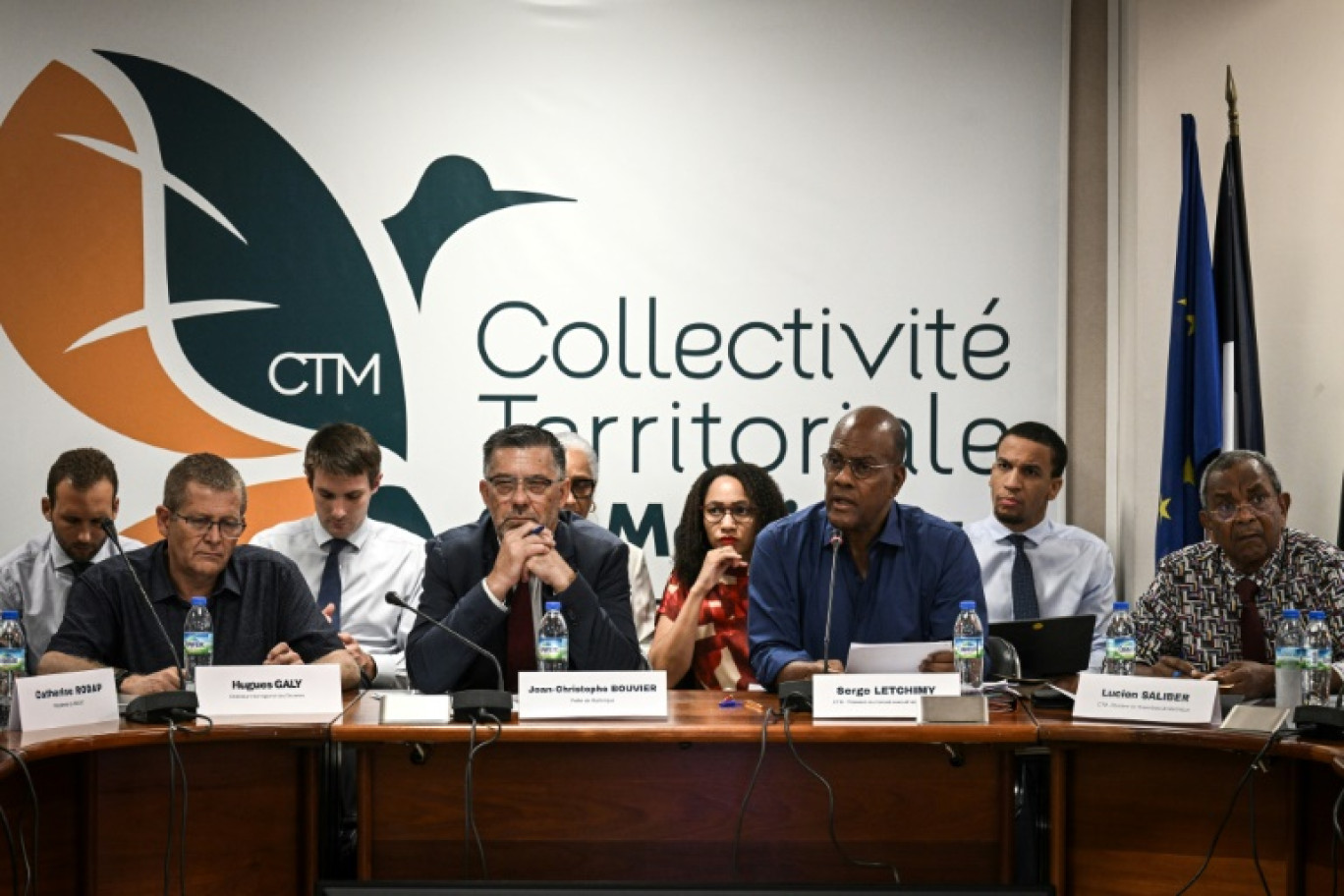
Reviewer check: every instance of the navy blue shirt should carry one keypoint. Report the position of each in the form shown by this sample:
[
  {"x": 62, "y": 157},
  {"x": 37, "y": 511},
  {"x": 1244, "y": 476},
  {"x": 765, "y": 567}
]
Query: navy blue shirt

§ §

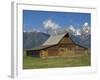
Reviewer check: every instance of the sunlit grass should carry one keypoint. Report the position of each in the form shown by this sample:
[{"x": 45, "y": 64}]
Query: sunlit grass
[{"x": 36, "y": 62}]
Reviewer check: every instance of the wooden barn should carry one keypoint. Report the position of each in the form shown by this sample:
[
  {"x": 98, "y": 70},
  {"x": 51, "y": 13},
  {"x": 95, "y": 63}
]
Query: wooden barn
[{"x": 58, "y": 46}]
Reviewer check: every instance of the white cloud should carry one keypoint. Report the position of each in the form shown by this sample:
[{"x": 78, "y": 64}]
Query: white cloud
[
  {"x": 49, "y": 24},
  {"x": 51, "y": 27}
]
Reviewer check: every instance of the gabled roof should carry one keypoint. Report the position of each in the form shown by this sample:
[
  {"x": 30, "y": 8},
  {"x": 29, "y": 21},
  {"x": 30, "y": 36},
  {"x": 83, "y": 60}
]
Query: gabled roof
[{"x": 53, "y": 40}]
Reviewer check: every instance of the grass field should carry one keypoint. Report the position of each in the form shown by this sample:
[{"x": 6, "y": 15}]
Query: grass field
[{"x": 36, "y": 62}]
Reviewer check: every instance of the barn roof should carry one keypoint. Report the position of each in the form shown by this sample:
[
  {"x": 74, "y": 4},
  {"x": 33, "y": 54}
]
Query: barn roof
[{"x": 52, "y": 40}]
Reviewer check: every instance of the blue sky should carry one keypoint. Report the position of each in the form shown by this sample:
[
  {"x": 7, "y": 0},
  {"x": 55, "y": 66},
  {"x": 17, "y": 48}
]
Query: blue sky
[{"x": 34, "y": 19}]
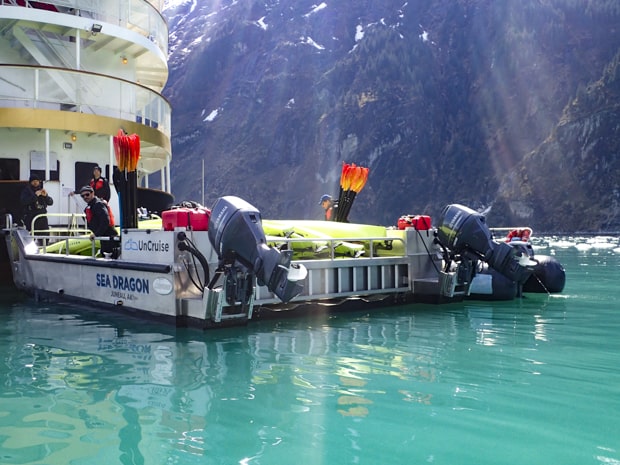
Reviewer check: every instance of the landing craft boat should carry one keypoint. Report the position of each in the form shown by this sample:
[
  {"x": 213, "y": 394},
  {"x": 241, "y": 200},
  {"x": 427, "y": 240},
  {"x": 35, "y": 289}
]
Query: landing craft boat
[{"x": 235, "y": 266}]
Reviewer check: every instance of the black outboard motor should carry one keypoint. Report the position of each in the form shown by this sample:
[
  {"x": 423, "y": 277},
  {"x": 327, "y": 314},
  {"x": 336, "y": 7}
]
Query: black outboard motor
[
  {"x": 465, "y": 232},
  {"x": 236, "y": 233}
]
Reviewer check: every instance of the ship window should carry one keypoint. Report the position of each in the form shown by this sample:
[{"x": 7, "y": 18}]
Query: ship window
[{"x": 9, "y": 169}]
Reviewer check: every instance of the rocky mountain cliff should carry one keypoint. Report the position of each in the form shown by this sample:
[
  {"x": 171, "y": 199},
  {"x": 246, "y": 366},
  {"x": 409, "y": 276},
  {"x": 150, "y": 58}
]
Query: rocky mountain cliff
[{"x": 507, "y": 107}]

§ §

**DIRECTIVE**
Please arrange the lines of data as a numbered list, starting at the line that contains "Reviewer check: every instance of the navy" and ending at the line that contains "Query: navy blue shirt", with both of those lines included. Leave out any blank lines.

**RESULT FOR THIS TASK**
1. Reviewer check: every instance of the navy blue shirt should carry one keypoint. Report the position of each in the form shown by this sample:
2. [
3.   {"x": 62, "y": 157},
4.   {"x": 37, "y": 511},
5.   {"x": 1244, "y": 476},
6.   {"x": 765, "y": 567}
7. ]
8. Query: navy blue shirt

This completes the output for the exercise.